Problem:
Return the whole listing exactly as it stands.

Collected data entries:

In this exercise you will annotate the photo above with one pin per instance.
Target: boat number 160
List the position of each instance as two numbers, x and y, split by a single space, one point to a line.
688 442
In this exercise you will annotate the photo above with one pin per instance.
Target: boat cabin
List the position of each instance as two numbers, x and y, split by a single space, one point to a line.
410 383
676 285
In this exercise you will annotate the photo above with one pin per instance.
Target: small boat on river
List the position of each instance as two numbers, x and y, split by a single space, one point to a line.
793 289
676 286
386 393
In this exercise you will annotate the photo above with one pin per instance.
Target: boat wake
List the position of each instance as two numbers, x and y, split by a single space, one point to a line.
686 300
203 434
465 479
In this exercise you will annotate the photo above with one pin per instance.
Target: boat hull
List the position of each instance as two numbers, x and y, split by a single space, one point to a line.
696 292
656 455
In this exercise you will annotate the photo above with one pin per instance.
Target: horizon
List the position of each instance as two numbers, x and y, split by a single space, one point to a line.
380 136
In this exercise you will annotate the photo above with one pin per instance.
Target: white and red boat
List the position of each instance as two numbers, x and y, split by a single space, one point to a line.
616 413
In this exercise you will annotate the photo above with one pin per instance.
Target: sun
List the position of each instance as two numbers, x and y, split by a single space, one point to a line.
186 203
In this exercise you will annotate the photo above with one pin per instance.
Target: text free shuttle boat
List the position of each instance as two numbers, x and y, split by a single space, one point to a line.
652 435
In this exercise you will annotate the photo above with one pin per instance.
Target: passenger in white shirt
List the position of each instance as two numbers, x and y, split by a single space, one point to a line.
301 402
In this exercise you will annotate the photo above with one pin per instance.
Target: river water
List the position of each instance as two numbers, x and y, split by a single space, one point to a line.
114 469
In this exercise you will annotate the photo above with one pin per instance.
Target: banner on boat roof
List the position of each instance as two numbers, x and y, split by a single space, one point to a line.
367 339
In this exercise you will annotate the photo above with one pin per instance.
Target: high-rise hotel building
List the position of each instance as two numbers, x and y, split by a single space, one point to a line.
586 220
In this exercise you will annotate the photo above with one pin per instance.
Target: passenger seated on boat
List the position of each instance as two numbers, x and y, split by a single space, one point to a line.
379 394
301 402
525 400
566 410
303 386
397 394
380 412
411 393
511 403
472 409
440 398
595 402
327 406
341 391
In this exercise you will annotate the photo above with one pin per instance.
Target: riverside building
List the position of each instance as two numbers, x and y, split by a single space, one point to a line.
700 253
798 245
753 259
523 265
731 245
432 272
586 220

Response:
In this exercise you will annotate the photo above with one pin per instance.
Target: boat number 160
List the position of each instance as two numbers, x and y, split by a single space, one point to a line.
688 442
In this exercise you will annotate the photo above with one pin per instance.
Target: boat cabin
List the position of each instance as two numbers, x and y, split by a single space, one point to a line.
410 383
676 285
In this exercise you will annotate the photo above with one pin per instance.
Target: small boat on river
List the position of each instance as two numbers, x and y, split by a single space, one point to a line.
793 289
676 286
386 393
In this exercise you will annotate the photo above with one pin per instance.
Target: boat wake
List the position of each instance as two numbers, x and y, split by a single space, one point to a line.
686 300
203 434
465 479
In this exercise you will annotate the photo above with one pin per instance.
Target: boat hull
List the position of each instance as two numbers, x and y, split by a single space, one point to a line.
696 292
656 455
In this exercise you will annotate the photo above with one pin per instance.
Target: horizon
List the position of each instance as two numbers, x and y, split by a single space, one point to a line.
380 136
In this exercise you will annotate the photo above with one pin per instance.
Target: white and red boat
List the position of each instance as two numbers, x and y, split by a single space, one point to a line.
616 413
In this exercise you will annotate the photo above with one pin per instance.
Target: sun
List the position of each instance as two numbers, x and y, split by a single space, one point to a line.
186 203
In this exercise you will annotate the photo above with one pin per instance.
Target: text free shuttle boat
List the position of each instance as two numbers, x and y, split by a single space, one point to a line.
652 435
In this exercise you will annotate the photo above with one pin per instance.
Target: passenger in white shirt
List the position of each instance as two numbers, x and y, split by a single space, one point to a line.
301 402
In this exercise you will annotate the photo above with one pin per instance.
Target: river water
List the position of each instance as two numbers, x and y, split by a single space, one point to a line.
114 469
In this exercise you will annotate the photo above with one pin per instance.
Target: banner on boat roof
List the position of each instance as two numbers, x and y, split by a single space, one point to a line.
367 339
In this exercise you will annotate the photo above with one pin per instance.
Target: high-rise hotel building
List the position of each instance as two numbers, x and y, split by a single space, one point to a line.
586 220
In this exercise you will annotate the photo above with one pin per instance.
Target: passenger seated on boat
List the position of each instance as two numbers, x and y, split by a single space, one point to a line.
379 394
301 402
525 400
566 410
303 386
397 394
380 412
411 393
511 403
472 409
440 398
595 402
327 406
341 391
In this exercise you will annotate the photo above with one pin per instance.
Target: riverside building
List the position of each instance as two numbers, x and y, split by a single space, one point to a line.
700 253
798 245
753 259
523 265
731 245
432 272
586 220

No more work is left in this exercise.